Dataset excerpts on object pointing
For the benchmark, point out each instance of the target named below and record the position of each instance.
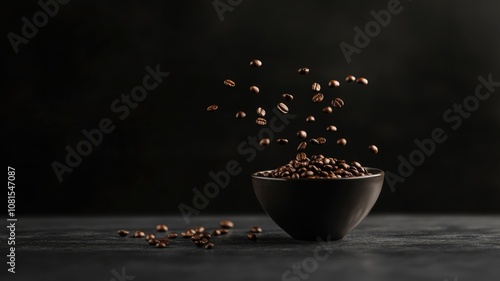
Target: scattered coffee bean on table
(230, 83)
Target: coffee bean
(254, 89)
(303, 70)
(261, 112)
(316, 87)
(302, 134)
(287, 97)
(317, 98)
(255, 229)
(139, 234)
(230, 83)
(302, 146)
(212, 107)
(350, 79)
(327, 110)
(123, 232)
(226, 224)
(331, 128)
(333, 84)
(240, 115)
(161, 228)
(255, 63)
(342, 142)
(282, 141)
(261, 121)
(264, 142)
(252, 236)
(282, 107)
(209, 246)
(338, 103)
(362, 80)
...
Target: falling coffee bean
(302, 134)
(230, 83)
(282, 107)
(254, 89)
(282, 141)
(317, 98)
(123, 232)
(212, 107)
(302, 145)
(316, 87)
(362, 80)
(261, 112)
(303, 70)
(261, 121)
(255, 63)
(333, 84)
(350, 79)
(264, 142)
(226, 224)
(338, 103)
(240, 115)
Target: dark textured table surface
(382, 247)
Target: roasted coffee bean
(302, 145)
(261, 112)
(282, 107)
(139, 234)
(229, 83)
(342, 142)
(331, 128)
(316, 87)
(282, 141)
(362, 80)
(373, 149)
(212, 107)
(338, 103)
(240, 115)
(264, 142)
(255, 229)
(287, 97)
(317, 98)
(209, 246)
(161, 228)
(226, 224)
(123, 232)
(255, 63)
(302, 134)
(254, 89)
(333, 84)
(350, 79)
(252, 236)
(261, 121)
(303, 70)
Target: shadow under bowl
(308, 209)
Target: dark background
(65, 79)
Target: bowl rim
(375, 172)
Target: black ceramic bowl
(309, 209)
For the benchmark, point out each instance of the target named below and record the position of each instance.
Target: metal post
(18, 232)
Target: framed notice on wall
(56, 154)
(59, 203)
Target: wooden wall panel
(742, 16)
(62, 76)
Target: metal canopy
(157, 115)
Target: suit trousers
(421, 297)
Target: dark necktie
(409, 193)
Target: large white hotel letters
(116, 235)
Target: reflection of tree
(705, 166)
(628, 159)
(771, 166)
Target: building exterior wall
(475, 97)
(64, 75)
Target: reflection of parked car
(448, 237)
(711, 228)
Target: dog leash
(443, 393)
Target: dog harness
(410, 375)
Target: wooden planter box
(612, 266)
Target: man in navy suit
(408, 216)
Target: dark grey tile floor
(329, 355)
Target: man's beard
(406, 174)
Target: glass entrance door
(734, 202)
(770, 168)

* [EXERCISE INSTRUCTIONS] Return every line above that contains the word "wooden".

* [SOLVED EXERCISE]
Target: wooden wall panel
Target: wooden planter box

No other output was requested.